Extrait retenu:
##############################

Pensez-vous que l'IA va changer le rôle des assureurs-crédit comme Atradius ?

M. Chang est convaincu que les assureurs-crédit restent pertinents : « Le rôle de l'assurance-crédit est d'indemniser les clients en cas de non-paiement des biens ou des services livrés. Le risque de non-paiement ne diminue pas avec l'utilisation de l'IA, même si l'IA peut nous aider à identifier et à comprendre ces risques de manière plus complète ou plus précise. »

Il insiste sur le fait qu'il s'agit en fin de compte d'une question d'appétence pour le risque et de besoins commerciaux : « Être conscient du risque, par exemple, dans les transactions avec un acheteur au Moyen-Orient, ne signifie pas que le paiement est garanti, ni que vous décidez de ne pas faire d'affaires dans ce pays, surtout si les rendements sont attrayants. L'assurance-crédit apporte à votre entreprise la tranquillité d'esprit au cas où vous (et votre assureur) voudriez prendre ce risque et la certitude du paiement au cas où les choses tourneraient mal ».

M. Chang souligne également l'importance économique plus large de l'assurance-crédit : « N'oubliez pas que l'assurance-crédit protège les créances commerciales. Or, les créances commerciales sont souvent le principal actif de nombreuses entreprises, sur lequel de nombreux financiers prêtent de l'argent. Donc oui, nous pensons que nous continuerons à apporter une grande valeur ajoutée à l'avenir. »

Pensez-vous que la mise en œuvre de l'IA chez Atradius et d'autres assureurs-crédit pourrait entraîner une baisse des primes pour les clients ?

M. Chang voit un potentiel de baisse des primes, mais replace cela dans un contexte plus large : « Potentiellement oui, et cela serait dû autant à la maturité de l'industrie, y compris l'utilisation efficace de la technologie pour stimuler l'efficacité. Mais les primes sont déterminées par de nombreux facteurs - tels que les services, la sinistralité et les perspectives de risque, les forces du marché (offre/demande/concurrence/produits de substitution) et le coût du capital - qui, en particulier dans le contexte actuel, peuvent également entraîner un mouvement à la hausse. »

##############################

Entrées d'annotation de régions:
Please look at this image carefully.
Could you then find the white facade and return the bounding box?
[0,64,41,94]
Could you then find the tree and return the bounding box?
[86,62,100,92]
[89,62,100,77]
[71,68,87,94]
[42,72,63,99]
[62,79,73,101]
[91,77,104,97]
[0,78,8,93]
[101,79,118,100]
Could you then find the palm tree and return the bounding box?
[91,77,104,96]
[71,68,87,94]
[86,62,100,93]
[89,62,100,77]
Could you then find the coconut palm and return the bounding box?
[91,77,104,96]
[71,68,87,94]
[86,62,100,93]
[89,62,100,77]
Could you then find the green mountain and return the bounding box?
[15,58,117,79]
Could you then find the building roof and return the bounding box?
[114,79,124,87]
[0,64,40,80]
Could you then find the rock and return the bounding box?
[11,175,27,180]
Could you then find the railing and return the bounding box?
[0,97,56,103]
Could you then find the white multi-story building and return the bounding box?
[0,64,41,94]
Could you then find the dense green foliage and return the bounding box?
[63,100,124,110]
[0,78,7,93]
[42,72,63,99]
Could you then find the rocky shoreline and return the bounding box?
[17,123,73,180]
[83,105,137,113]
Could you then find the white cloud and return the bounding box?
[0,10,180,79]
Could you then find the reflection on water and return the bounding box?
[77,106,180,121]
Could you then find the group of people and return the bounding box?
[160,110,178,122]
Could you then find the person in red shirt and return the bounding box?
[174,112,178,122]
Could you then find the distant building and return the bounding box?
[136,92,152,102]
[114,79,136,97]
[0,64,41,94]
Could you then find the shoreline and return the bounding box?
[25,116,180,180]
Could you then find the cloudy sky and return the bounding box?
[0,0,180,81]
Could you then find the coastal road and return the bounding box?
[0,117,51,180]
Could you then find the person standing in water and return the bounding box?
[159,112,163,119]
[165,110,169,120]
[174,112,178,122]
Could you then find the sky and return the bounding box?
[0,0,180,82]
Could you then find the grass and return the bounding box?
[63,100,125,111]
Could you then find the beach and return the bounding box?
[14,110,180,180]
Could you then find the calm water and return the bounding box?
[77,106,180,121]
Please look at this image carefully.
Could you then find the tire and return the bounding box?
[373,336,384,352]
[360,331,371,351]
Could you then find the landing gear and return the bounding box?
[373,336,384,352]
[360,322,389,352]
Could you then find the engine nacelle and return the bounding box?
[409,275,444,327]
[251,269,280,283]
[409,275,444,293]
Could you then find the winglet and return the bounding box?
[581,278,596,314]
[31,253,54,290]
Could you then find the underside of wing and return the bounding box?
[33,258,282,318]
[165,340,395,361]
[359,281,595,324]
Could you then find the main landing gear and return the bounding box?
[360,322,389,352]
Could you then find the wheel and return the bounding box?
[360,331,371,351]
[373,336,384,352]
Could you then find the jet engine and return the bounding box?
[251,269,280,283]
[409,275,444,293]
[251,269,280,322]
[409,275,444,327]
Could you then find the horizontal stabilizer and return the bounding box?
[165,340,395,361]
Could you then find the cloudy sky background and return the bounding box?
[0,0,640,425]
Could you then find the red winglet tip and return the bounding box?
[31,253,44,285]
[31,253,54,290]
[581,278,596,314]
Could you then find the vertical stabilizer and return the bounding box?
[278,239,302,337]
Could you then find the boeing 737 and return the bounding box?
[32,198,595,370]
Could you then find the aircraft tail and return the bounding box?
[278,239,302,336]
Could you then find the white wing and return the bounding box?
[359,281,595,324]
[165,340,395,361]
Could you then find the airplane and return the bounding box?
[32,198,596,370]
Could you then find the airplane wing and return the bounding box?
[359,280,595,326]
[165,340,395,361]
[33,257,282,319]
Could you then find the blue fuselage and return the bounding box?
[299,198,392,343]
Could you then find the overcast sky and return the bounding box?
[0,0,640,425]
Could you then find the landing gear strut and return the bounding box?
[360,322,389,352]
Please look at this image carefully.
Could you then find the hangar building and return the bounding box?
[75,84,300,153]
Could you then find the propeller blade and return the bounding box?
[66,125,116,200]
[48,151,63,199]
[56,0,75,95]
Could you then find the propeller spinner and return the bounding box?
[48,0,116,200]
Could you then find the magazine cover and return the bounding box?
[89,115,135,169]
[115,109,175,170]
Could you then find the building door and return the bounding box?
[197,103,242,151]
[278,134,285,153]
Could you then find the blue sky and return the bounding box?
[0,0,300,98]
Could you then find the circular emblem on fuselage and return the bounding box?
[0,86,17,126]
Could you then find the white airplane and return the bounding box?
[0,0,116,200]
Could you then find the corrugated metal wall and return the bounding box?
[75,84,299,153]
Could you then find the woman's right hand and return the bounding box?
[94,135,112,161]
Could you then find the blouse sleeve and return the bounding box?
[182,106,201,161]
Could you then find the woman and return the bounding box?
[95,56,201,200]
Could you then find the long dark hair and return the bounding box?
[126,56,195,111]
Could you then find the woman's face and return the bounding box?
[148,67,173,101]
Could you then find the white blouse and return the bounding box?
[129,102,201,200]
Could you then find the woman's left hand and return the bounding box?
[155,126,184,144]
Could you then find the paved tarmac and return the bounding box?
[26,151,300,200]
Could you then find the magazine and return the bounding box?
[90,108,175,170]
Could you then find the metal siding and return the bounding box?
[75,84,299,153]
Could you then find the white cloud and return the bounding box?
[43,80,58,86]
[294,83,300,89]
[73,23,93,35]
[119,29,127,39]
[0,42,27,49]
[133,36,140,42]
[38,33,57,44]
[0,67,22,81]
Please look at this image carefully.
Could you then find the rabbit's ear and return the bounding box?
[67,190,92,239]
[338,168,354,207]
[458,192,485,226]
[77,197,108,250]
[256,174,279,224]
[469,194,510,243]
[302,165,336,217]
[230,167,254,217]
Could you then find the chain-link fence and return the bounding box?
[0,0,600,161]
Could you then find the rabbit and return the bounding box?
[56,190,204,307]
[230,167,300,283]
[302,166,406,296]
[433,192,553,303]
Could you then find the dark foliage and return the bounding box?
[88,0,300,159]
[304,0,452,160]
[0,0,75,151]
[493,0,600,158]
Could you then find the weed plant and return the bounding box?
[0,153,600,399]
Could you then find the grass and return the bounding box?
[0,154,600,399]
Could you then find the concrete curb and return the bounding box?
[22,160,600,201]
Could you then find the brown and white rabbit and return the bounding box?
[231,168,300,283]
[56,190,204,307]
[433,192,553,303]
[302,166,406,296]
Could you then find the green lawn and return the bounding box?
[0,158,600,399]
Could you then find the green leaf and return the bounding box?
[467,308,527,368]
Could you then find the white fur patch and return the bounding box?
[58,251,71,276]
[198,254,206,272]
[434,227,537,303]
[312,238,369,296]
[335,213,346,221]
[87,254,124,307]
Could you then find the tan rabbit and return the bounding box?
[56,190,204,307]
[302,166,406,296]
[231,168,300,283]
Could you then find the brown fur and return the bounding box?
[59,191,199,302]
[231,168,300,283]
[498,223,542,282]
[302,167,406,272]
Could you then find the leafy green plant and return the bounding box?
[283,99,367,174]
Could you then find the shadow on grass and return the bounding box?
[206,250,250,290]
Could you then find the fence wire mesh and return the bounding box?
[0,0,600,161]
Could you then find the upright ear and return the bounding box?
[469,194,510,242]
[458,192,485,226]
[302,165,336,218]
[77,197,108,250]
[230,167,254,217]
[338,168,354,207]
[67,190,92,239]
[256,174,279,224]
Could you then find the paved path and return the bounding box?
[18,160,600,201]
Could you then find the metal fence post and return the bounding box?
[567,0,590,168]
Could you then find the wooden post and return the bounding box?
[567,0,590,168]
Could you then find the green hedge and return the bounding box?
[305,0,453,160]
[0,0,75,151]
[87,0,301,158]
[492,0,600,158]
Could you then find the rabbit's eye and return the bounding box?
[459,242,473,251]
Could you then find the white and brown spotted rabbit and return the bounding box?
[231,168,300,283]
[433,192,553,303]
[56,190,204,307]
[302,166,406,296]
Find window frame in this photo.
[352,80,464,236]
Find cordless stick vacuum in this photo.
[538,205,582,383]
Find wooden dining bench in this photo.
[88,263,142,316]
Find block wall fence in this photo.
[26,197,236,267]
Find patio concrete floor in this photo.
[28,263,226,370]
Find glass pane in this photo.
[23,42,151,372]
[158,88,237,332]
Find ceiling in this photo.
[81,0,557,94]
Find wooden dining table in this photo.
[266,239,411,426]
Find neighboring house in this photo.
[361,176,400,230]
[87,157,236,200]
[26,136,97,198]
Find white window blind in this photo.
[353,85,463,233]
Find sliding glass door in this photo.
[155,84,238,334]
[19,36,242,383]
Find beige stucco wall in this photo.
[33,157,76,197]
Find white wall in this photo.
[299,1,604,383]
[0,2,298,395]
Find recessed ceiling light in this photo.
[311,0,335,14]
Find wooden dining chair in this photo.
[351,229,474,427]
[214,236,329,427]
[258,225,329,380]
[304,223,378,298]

##############################

Consigne:
Poursuivez, s'il vous plaît, l'extrait sur l'IA et l'assurance-crédit après sa dernière phrase. Vous n'avez pas besoin des enregistrements.

Réponse:
Que peuvent faire les clients dès maintenant pour déployer l'IA ?

M. Chang met en garde contre une mise en œuvre précipitée de l'IA en raison du battage médiatique : « L'IA devient largement accessible et abordable pour les entreprises, mais il ne s'agit pas d'IA ou de GenAI en soi. Il existe de nombreux cas d'utilisation où la technologie est déployée sans justification commerciale. Même si l'IA est appelée à jouer un rôle important dans notre avenir, nous ne devrions pas « mettre en œuvre l'IA » simplement en raison de l'engouement qu'elle suscite.

Il conseille plutôt de « rechercher des moyens d'utiliser la technologie pour moderniser vos processus et vos services et améliorer votre efficacité et votre compétitivité, comme la numérisation des documents, la gestion des données, la rationalisation des flux de travail et les outils de connectivité ». Soit dit en passant, bon nombre de ces éléments permettent également d'utiliser l'IA. Commencez modestement, concentrez votre champ d'action, demandez une aide extérieure - cela va généralement beaucoup plus vite si vous vous y prenez bien - et obtenez des succès précoces pour gagner en confiance. »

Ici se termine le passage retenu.